● GIVEN EXERCISE
Set down each entry from the block beneath, exactly as written.

● ROWS
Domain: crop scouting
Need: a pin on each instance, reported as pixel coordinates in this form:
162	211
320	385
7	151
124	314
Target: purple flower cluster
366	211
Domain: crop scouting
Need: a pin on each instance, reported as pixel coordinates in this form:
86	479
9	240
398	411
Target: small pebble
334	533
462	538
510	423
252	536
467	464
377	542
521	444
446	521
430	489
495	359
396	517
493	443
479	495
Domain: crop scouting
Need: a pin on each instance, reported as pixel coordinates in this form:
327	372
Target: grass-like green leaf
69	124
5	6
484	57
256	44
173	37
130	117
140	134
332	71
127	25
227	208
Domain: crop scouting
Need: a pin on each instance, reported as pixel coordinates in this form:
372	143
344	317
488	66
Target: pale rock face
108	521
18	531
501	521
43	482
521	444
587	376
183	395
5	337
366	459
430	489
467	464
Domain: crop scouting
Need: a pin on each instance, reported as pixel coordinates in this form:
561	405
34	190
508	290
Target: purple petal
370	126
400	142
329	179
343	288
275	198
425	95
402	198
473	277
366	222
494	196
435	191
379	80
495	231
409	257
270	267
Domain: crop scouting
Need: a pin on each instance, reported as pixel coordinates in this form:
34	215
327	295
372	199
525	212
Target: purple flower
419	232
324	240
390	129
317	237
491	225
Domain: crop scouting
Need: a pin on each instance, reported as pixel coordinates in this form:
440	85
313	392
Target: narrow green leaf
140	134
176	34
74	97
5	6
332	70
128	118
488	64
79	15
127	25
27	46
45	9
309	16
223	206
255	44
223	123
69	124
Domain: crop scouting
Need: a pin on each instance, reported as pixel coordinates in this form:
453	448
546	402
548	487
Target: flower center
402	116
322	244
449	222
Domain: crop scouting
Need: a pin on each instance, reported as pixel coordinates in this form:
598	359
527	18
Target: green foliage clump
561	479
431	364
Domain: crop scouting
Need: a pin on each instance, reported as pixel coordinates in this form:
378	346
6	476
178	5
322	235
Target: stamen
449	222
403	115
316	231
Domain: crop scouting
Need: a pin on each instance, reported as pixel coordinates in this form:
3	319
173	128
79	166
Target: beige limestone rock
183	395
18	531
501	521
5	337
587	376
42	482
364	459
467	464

● TASK RESPONSE
Domain: crop scouting
Need: a pin on each instance, reported as pixel coordinates in this form:
162	211
320	385
7	151
124	314
Target: purple flower cluster
366	211
Domain: crop scouting
Need: a pin on each instance, reported as pixel coordinates in this form:
86	479
9	240
398	411
Target: small pebble
334	533
462	538
510	423
252	536
467	464
377	542
521	444
446	521
430	489
495	359
396	517
493	443
479	495
Domain: crop scouting
Need: a pin on each instance, reported as pixel coordinates in this form:
327	372
Target: grass-like green leaf
69	124
5	6
484	57
256	44
173	37
130	117
140	134
332	71
127	25
227	208
Domain: crop scouting
Need: a pin on each instance, reported as pixel coordinates in this form:
372	143
344	317
488	66
Target: pale rock face
108	521
18	531
501	521
43	482
521	444
587	376
183	395
5	337
366	459
430	489
467	464
Domain: crop scouting
Need: a pin on each instance, reported as pixel coordinates in this form:
561	405
34	190
508	290
Target: purple petal
370	126
400	142
329	179
343	288
275	198
425	95
402	198
473	277
366	222
494	196
435	191
379	80
495	231
409	257
270	267
Domain: crop scouting
Need: a pin on each instance, reported as pixel coordinates in this form:
34	215
327	295
372	199
525	212
Target: purple flower
419	232
324	240
390	129
317	237
491	225
Domain: crop scouting
Need: a pin on each instance, reported as pixel coordinates in this form:
440	85
313	392
Target: narrow green leaf
140	134
176	34
74	97
5	6
332	70
128	118
488	64
79	15
127	25
27	46
45	9
309	16
223	206
255	44
223	123
69	124
Domain: crop scouting
Need: a pin on each instance, reported as pixel coordinates in this form:
453	448
546	402
548	487
Target: flower center
402	116
322	244
449	222
Domain: crop scouting
Need: a pin on each instance, reported as pixel coordinates in this form:
598	359
527	18
Target: green foliage clump
561	479
431	364
Domain: crop scouting
Need: a pin on each instance, reported as pixel coordinates in this form:
378	346
6	476
178	5
322	235
Target: stamen
449	222
403	115
316	231
Domain: crop scouting
Need: a pin on each instance, reported as pixel coordinates in this form:
3	319
173	128
79	166
Target: beige limestone rock
183	395
18	531
501	521
5	337
587	376
42	482
364	459
467	464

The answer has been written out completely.